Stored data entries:
********************

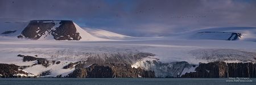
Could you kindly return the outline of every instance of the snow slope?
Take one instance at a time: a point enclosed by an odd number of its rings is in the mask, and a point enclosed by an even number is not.
[[[233,33],[241,34],[241,37],[233,40],[256,41],[255,27],[221,27],[196,29],[172,35],[172,38],[189,40],[228,40],[234,39]]]
[[[26,27],[26,24],[22,24]],[[132,66],[154,70],[157,76],[176,77],[195,71],[199,62],[256,62],[256,28],[254,27],[206,28],[166,37],[134,37],[101,29],[84,29],[74,24],[77,32],[84,37],[81,41],[30,40],[1,36],[0,62],[30,66],[36,62],[23,62],[17,55],[38,55],[39,58],[60,61],[61,63],[47,67],[38,65],[23,71],[36,75],[50,71],[51,74],[45,76],[65,76],[75,69],[63,69],[64,66],[70,62],[86,61],[90,57],[111,57],[117,54],[129,56],[133,53],[150,53],[155,56],[143,58]],[[235,41],[226,40],[232,33],[242,35]],[[196,66],[192,66],[193,65]]]

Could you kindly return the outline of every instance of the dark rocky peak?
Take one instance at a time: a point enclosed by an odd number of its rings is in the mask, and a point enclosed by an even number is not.
[[[50,37],[51,39],[47,39],[49,36],[53,38]],[[18,38],[80,40],[81,37],[72,20],[33,20],[18,36]]]

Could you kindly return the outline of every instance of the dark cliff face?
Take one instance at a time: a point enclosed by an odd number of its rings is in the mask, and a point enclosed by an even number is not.
[[[226,39],[226,40],[237,40],[239,39],[239,38],[241,38],[242,36],[242,33],[237,33],[237,32],[197,32],[197,33],[207,33],[207,35],[209,35],[208,34],[209,33],[225,33],[225,34],[230,35],[230,36],[227,36],[227,37],[228,37],[228,38]]]
[[[18,38],[27,38],[31,40],[38,40],[43,35],[49,33],[51,28],[55,25],[54,22],[48,22],[50,20],[31,20],[27,26],[22,31]]]
[[[132,68],[125,63],[97,63],[76,69],[67,77],[71,78],[154,78],[155,73]]]
[[[52,63],[52,65],[54,65],[55,63],[55,61],[48,61],[46,58],[36,58],[32,56],[24,56],[21,54],[18,54],[17,56],[23,57],[23,61],[26,62],[26,61],[37,61],[38,63],[35,63],[33,65],[42,65],[43,66],[47,67],[49,66],[50,63]],[[28,67],[31,66],[22,66],[22,69],[25,69],[26,67]]]
[[[30,21],[18,38],[38,40],[52,36],[56,40],[79,40],[81,37],[76,31],[71,20],[34,20]]]
[[[186,73],[181,77],[185,78],[255,78],[256,65],[248,63],[228,63],[215,62],[200,63],[196,68],[196,72]]]
[[[19,66],[15,65],[9,65],[5,63],[0,63],[0,74],[2,75],[3,78],[17,78],[25,77],[15,75],[18,74],[22,74],[28,75],[28,73],[25,73],[22,70],[19,70]]]
[[[79,33],[76,32],[76,28],[72,21],[63,20],[61,24],[56,30],[53,31],[52,35],[56,40],[79,40],[81,39]]]

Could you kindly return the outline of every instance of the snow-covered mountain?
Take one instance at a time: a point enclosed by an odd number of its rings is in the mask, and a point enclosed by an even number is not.
[[[6,28],[8,30],[2,32],[2,35],[40,40],[110,40],[91,35],[71,20],[34,20],[24,24],[27,25],[17,27],[16,29]]]
[[[81,28],[70,20],[1,20],[6,25],[0,28],[0,62],[18,66],[12,66],[20,71],[15,75],[63,77],[77,67],[125,63],[154,71],[156,77],[178,77],[196,72],[199,63],[256,62],[254,27],[205,28],[138,37]]]
[[[174,35],[176,39],[256,41],[256,28],[236,27],[196,29]]]

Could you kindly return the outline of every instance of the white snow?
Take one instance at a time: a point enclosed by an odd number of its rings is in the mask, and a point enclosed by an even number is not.
[[[57,22],[56,23],[57,25],[52,29],[54,30],[59,25]],[[25,24],[26,27],[27,24],[23,23],[23,27]],[[254,27],[201,29],[177,33],[170,36],[135,37],[101,29],[86,28],[84,30],[76,23],[74,24],[82,37],[81,41],[51,40],[49,39],[53,38],[49,35],[51,34],[48,35],[48,32],[42,36],[46,38],[40,38],[39,40],[16,39],[16,35],[19,34],[17,32],[13,34],[14,36],[0,36],[0,62],[30,66],[37,62],[22,62],[22,58],[17,55],[38,55],[38,57],[49,61],[59,61],[61,63],[51,65],[46,68],[38,65],[23,70],[35,75],[49,70],[51,74],[46,76],[56,76],[60,74],[67,75],[73,71],[75,68],[62,69],[71,62],[86,61],[90,56],[110,56],[111,53],[127,52],[147,52],[156,55],[138,61],[133,65],[134,67],[144,66],[150,69],[154,67],[143,65],[146,61],[153,60],[162,63],[185,61],[193,65],[215,60],[226,62],[255,62],[254,58],[256,57],[256,28]],[[4,31],[2,30],[1,31]],[[19,34],[22,31],[19,30]],[[221,40],[228,38],[230,33],[205,33],[203,35],[197,33],[201,32],[238,32],[241,33],[242,36],[239,40],[226,41]],[[172,75],[193,72],[195,69],[187,67],[182,71]],[[162,76],[164,74],[158,75]]]
[[[109,39],[102,39],[97,37],[92,36],[90,33],[88,33],[86,31],[82,29],[80,27],[79,27],[75,23],[73,23],[76,29],[77,32],[80,33],[80,36],[81,36],[82,39],[81,39],[81,41],[109,41]]]

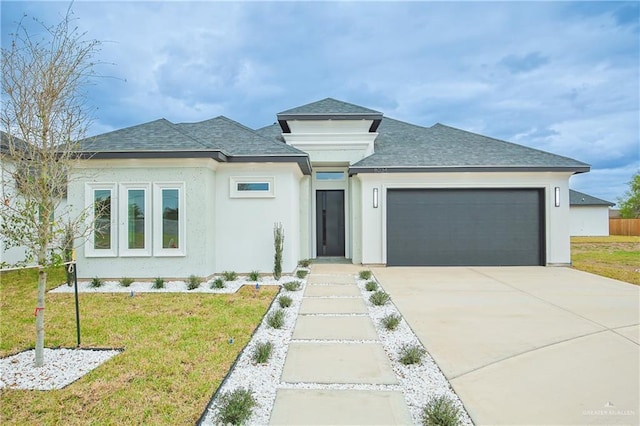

********************

- [WHAT YOU WILL DO]: Arrange every line of all the items above as a Markdown table with the columns Row and Line, numbering the rows in order. Skip the blank lines, and leave the pictures out of the table.

- [WRITTEN ANSWER]:
| Row | Line |
|---|---|
| 1 | Could you kindly return the outline of every instance of the snow slope? |
| 2 | Take one instance at a time: a point enclosed by an odd number of its rings is in the mask, and a point enclosed by an even number is not. |
| 3 | [[[233,33],[241,34],[241,37],[233,40],[256,41],[255,27],[221,27],[196,29],[172,35],[172,38],[189,40],[228,40],[234,39]]] |
| 4 | [[[26,27],[26,24],[22,24]],[[132,66],[154,70],[157,76],[176,77],[195,71],[199,62],[256,62],[256,28],[254,27],[206,28],[166,37],[134,37],[101,29],[84,29],[74,24],[77,32],[84,37],[81,41],[30,40],[1,36],[0,62],[30,66],[36,62],[23,62],[17,55],[38,55],[39,58],[60,61],[61,63],[47,67],[38,65],[23,71],[36,75],[50,71],[51,74],[45,76],[65,76],[75,69],[63,69],[64,66],[70,62],[86,61],[90,57],[111,57],[117,54],[129,56],[133,53],[150,53],[155,56],[143,58]],[[235,41],[226,40],[232,33],[242,35]],[[196,66],[192,66],[193,65]]] |
| 5 | Could you kindly return the outline of every instance of the dark rocky peak? |
| 6 | Take one instance at a time: a point enclosed by an odd number of its rings is in the mask, and a point enclosed by an even number is not. |
| 7 | [[[50,37],[51,39],[47,39],[49,36],[53,38]],[[18,38],[80,40],[81,37],[72,20],[33,20],[18,36]]] |
| 8 | Could you kindly return the outline of every instance of the dark cliff face? |
| 9 | Take one instance at a time: a point enclosed by an odd number of its rings is in the mask, and a point enclosed by an even number is not. |
| 10 | [[[226,39],[226,40],[237,40],[239,39],[239,38],[241,38],[242,36],[242,33],[237,33],[237,32],[197,32],[197,33],[207,33],[207,35],[209,35],[208,34],[209,33],[225,33],[225,34],[230,35],[230,36],[227,36],[227,37],[228,37],[228,38]]] |
| 11 | [[[18,38],[27,38],[31,40],[38,40],[43,35],[49,33],[51,28],[55,25],[54,22],[48,22],[50,20],[31,20],[27,26],[22,31]]] |
| 12 | [[[132,68],[125,63],[97,63],[76,69],[67,77],[71,78],[154,78],[155,73]]] |
| 13 | [[[52,63],[52,65],[54,65],[55,63],[55,61],[48,61],[46,58],[36,58],[32,56],[24,56],[21,54],[18,54],[17,56],[23,57],[23,61],[26,62],[26,61],[37,61],[38,63],[35,63],[33,65],[42,65],[43,66],[47,67],[49,66],[50,63]],[[28,67],[31,66],[22,66],[22,69],[25,69],[26,67]]] |
| 14 | [[[30,21],[18,38],[38,40],[52,36],[56,40],[79,40],[81,37],[76,31],[71,20],[34,20]]] |
| 15 | [[[186,73],[181,77],[185,78],[255,78],[256,65],[248,63],[228,63],[215,62],[200,63],[196,68],[196,72]]] |
| 16 | [[[19,66],[15,65],[9,65],[5,63],[0,63],[0,74],[2,75],[3,78],[17,78],[25,77],[15,75],[18,74],[22,74],[28,75],[28,73],[25,73],[22,70],[19,70]]] |
| 17 | [[[79,33],[76,32],[76,28],[72,21],[63,20],[61,24],[56,30],[53,31],[52,35],[56,40],[79,40],[81,39]]] |
| 18 | Could you kindly return the outline of every instance of the snow-covered mountain? |
| 19 | Take one instance at a time: a point enclosed by an odd number of its rings is in the mask, and a point enclosed by an even number is not. |
| 20 | [[[6,28],[8,30],[2,32],[2,35],[40,40],[110,40],[91,35],[71,20],[34,20],[24,24],[27,25],[17,27],[16,29]]] |
| 21 | [[[81,28],[70,20],[1,20],[6,25],[0,28],[0,62],[18,66],[12,66],[20,71],[15,75],[63,77],[77,67],[125,63],[154,71],[156,77],[178,77],[196,72],[199,63],[256,62],[254,27],[205,28],[138,37]]] |
| 22 | [[[174,35],[176,39],[256,41],[256,28],[236,27],[196,29]]] |
| 23 | Could you kindly return the outline of every instance of the white snow? |
| 24 | Take one instance at a time: a point enclosed by an odd number of its rings is in the mask, and a point enclosed by an even number is not. |
| 25 | [[[57,22],[56,23],[57,25],[52,29],[54,30],[59,25]],[[25,24],[26,27],[27,24],[23,23],[23,27]],[[254,27],[201,29],[177,33],[170,36],[135,37],[101,29],[86,28],[84,30],[76,23],[74,24],[82,37],[81,41],[51,40],[49,39],[53,38],[49,35],[51,34],[48,35],[48,32],[42,36],[46,38],[40,38],[39,40],[16,39],[16,35],[19,34],[17,32],[13,34],[14,36],[0,36],[0,62],[30,66],[37,62],[22,62],[22,58],[17,55],[38,55],[38,57],[49,61],[59,61],[61,63],[51,65],[46,68],[38,65],[23,70],[35,75],[49,70],[51,74],[46,76],[56,76],[60,74],[67,75],[73,71],[75,68],[62,69],[71,62],[86,61],[90,56],[110,56],[111,53],[127,52],[147,52],[156,55],[138,61],[133,65],[134,67],[144,66],[150,69],[154,67],[143,65],[146,61],[153,60],[162,63],[185,61],[193,65],[215,60],[226,62],[255,62],[254,58],[256,57],[256,28]],[[4,31],[2,30],[1,31]],[[19,34],[22,31],[19,30]],[[221,40],[228,38],[230,33],[205,33],[203,35],[197,33],[201,32],[238,32],[241,33],[242,36],[239,40],[226,41]],[[172,75],[193,72],[195,69],[187,67],[182,71]],[[162,76],[164,74],[158,75]]] |
| 26 | [[[109,39],[102,39],[97,37],[92,36],[90,33],[88,33],[86,31],[82,29],[80,27],[79,27],[75,23],[73,23],[76,29],[77,32],[80,33],[80,36],[81,36],[82,39],[81,39],[81,41],[109,41]]] |